## Use an expression in another `DataFrame`
By the end of this lecture you will be able to:
- use an expression in another `DataFrame`
- use data from a training `DataFrame` in a testing `DataFrame`

In [None]:
import polars as pl

In this simple example we have a `DataFrame` `df` with a column `a`. 

We require a `LazyFrame` so we call `.lazy` at the end

In [None]:
df = (
    pl.DataFrame(
        {
            "a":[0,1,2],
        }
    )
    .lazy()
)

We also have another `DataFrame` `df_other` with a column `b`. We again convert this to a `LazyFrame` at the end

In [None]:
df_other = (
    pl.DataFrame(
        {
            "b":[3,4,5]
        }
    )
    .lazy()
)

We want to add the values in column `a` of `df` with the values in `b` in `df_other`

We do this by calling `with_context(df_other)` on `df`. This allows us to use columns from `df_other` in expressions on `df`

In [None]:
(
    df
    .with_context(
        df_other
    )
    .with_columns(
        [
            pl.col("b"),
            (pl.col("a") + pl.col("b")).alias("sum")
        ]
    )
    .collect()
)

In this example the length of `df` and `df_other` are the same so we can add the entire column.

In general the lengths of `df` and `df_other` do not need to match - the output of the expression on `df_other` just needs to fit the space in `df`. We see an example of this in the exercises.

## SET OF TASKS
1. In the Polars lecture, rewrite the passage from "In this example" to "in the exercises.", changing "entire" to "whole".
2. Extend the Polars lecture by continuing on from its final sentence.

## Items in a dataset

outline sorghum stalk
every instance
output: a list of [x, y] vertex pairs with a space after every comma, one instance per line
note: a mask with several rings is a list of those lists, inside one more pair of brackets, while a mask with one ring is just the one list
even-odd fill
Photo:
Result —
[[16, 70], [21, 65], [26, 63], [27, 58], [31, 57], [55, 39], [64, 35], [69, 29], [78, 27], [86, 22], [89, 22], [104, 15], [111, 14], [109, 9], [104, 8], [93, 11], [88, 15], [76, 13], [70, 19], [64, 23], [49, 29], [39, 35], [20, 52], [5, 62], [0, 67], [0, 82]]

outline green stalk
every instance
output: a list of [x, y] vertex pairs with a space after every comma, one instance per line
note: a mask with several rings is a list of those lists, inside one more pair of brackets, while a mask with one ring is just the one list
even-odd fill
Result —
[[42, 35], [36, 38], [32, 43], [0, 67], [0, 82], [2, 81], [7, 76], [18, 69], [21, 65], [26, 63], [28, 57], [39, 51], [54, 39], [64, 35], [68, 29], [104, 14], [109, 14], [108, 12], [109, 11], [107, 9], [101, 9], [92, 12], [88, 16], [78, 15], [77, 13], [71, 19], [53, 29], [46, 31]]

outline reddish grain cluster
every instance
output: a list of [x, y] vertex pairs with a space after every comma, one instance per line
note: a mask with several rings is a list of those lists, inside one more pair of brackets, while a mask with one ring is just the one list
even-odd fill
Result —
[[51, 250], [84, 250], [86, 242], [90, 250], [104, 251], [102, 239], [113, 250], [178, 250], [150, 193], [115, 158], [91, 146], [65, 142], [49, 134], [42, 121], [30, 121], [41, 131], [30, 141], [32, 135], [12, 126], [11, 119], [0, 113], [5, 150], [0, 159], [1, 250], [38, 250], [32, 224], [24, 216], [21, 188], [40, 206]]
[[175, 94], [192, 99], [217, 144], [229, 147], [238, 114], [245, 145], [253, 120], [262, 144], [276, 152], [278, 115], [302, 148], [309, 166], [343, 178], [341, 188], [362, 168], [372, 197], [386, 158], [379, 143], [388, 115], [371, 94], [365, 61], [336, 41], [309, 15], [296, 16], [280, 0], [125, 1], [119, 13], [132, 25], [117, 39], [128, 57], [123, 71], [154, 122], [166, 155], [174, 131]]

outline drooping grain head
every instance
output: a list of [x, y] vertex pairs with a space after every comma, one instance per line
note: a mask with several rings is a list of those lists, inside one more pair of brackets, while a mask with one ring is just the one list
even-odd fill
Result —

## ANSWERS IN ORDER
1.
In this example the length of `df` and `df_other` are the same so we can add the whole column.

In general the lengths of `df` and `df_other` do not need to match - the output of the expression on `df_other` just needs to fit the space in `df`. We see an example of this in the exercises.

2.
## Column names
If the column names overlap between `df` and `df_other` we need to rename the columns in `df_other` in the `with_context` statement. We also see an example of this in the exercises.

## Exercises

In the exercises you will develop your understanding of:
- using a column from another `DataFrame` in an expression
- dealing with column name overlaps

### Exercise 1
We read the Titanic CSV and split it into a train and test `DataFrame`

In [None]:
csvFile = "../data/titanic.csv"
df = pl.read_csv(csvFile)
train_df = df[:720]
test_df = df[720:]

We print out the median values for the `Age` in the train and test set

In [None]:
print(
    f"Train median: {train_df['Age'].median()}",
    f"Train median: {test_df['Age'].median()}"
)

We want to fill the `null` values in `test_df` with the median value from `train_df` which is 28.0.

Convert the train and test `DataFrames` into `LazyFrames`

In [None]:
train_df = <blank>
test_df = <blank>

Fill the `null` values in the `Age` column of the training `DataFrame` with the median value of the `Age` column

In [None]:
train_df_mod = (
    train_df
    .with_columns(
        pl.col("Age").<blank>
    )
)

In `test_df` fill the `null` values with the median value of the `Age` from the training `DataFrame`. Do this as a new column called `Age_filled`

In [None]:
test_df_mod = (
    test_df
    <blank>
    .collect()
)

The median of the `Age` column from `train_df` is 28.0 - check if `null` values in `test_df_mod` have been filled with 28.0

In [None]:
(
    test_df_mod
    .filter(pl.col("Age").is_null())
    .select(
        ["Age","Age_filled"]
    )
    .head(3)
)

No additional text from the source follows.